> **Problem details**:
Copy the lines of the material below word for word, leaving out the pictures.

> **Coordinate annotation records**:
──────

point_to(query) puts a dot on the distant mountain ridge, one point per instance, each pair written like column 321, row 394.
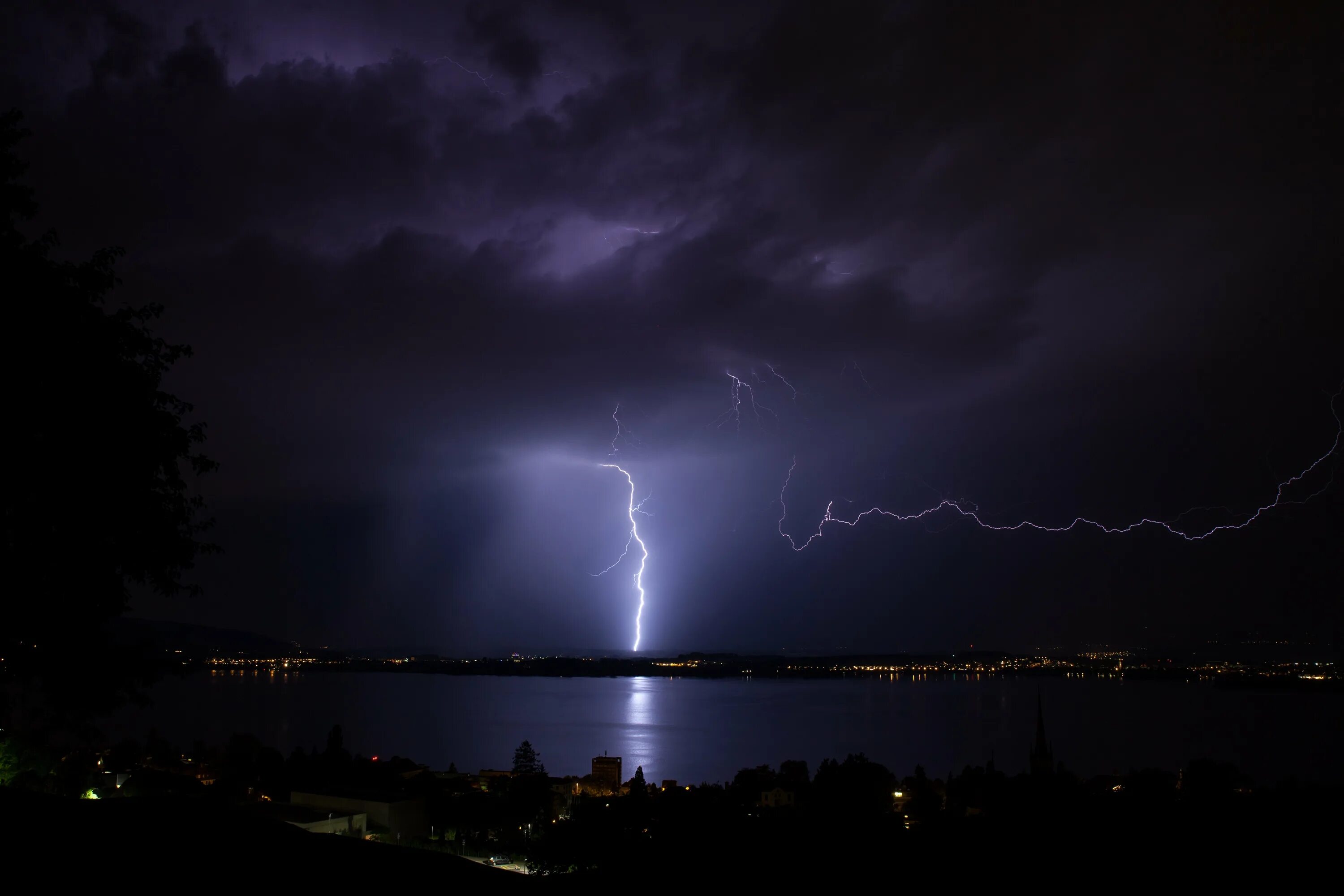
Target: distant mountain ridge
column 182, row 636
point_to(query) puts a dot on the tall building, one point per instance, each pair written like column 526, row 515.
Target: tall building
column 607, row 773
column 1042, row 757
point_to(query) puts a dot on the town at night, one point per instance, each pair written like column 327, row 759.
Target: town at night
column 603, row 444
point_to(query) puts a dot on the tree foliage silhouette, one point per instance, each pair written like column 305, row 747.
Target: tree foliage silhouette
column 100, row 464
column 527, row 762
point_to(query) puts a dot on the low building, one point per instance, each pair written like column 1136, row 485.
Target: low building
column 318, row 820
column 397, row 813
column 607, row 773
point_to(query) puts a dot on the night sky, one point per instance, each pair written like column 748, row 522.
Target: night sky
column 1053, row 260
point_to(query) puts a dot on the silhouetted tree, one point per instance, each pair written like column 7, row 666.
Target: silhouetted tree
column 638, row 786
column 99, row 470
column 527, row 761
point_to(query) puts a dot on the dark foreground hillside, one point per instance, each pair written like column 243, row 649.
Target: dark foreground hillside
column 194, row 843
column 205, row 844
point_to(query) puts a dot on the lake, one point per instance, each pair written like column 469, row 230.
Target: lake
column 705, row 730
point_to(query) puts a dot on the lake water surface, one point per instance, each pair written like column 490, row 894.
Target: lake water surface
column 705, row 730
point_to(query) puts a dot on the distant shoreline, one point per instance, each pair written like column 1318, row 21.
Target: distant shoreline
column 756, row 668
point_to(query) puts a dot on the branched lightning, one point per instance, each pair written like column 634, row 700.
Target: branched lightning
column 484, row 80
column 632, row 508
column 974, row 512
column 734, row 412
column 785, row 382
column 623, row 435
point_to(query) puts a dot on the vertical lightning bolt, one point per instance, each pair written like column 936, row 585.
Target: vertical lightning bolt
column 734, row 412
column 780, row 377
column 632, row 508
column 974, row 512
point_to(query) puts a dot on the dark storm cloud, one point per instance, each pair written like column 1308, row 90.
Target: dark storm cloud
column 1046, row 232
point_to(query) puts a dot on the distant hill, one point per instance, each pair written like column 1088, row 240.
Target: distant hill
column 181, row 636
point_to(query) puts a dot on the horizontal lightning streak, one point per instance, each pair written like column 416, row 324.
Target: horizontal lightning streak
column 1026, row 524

──────

> **Output for this task**:
point_to(query) puts a dot on the distant mountain ridge, one point per instance, each pair written like column 321, row 394.
Target: distant mountain ridge
column 182, row 636
point_to(query) puts a dot on the tall building, one point per instance, each pair written like column 526, row 515.
Target: tall building
column 607, row 773
column 1042, row 757
point_to(query) puts a dot on the town at night, one point per instance, each pair written like column 327, row 759.
Target: town at night
column 603, row 444
point_to(query) puts a dot on the tree foliage silhouette, one point per instance, each pair written like column 305, row 747.
Target: tree foliage silhouette
column 100, row 464
column 527, row 762
point_to(query) puts a dot on the low building, one point per instance, each pair written like column 1136, row 485.
Target: low building
column 318, row 820
column 397, row 813
column 607, row 773
point_to(query) puts a dot on the night sky, one point per instance, each pair written like column 748, row 522.
Target: night sky
column 1053, row 260
point_to(query) puts a dot on the silhouetted tree, one point per instance, each pair written like column 7, row 666.
Target: silhouetted tree
column 638, row 786
column 99, row 470
column 527, row 761
point_to(query) puts a dot on the dark foreground hillside, one point per instance, each pair written like column 243, row 649.
Target: dark foreground hillside
column 194, row 843
column 205, row 844
point_to(query) puts a dot on the lake, one point per instance, each pair written like column 469, row 230.
Target: lake
column 705, row 730
point_to(query) puts a dot on the lake water surface, one point per instance, each pair written like column 490, row 894.
Target: lake water surface
column 705, row 730
point_to(query) puts a dot on the distant shoreline, one point per instance, each pair written like column 1318, row 21.
Target: distant shoreline
column 756, row 668
point_to(query) puts a dot on the branched lightning, one point per instance, each pair written like column 634, row 700.
Target: branched lightning
column 484, row 80
column 632, row 508
column 974, row 512
column 734, row 412
column 785, row 382
column 623, row 435
point_to(query) puts a dot on the vertical lightning bolt, one point per instance, each pair written like column 936, row 585.
Target: vertical lightning bolt
column 734, row 412
column 780, row 377
column 632, row 508
column 974, row 512
point_to(query) puts a dot on the dark storm cloud, one point per instance, each pair written like column 1308, row 90.
Target: dark storm cloud
column 1046, row 232
point_to(query) puts a dot on the distant hill, one point per instance, each pair written like column 1088, row 240.
Target: distant hill
column 181, row 636
point_to(query) puts a dot on the horizontal lightning streak, one point per instance, each pair written like column 416, row 324.
Target: horizontal lightning streak
column 1026, row 524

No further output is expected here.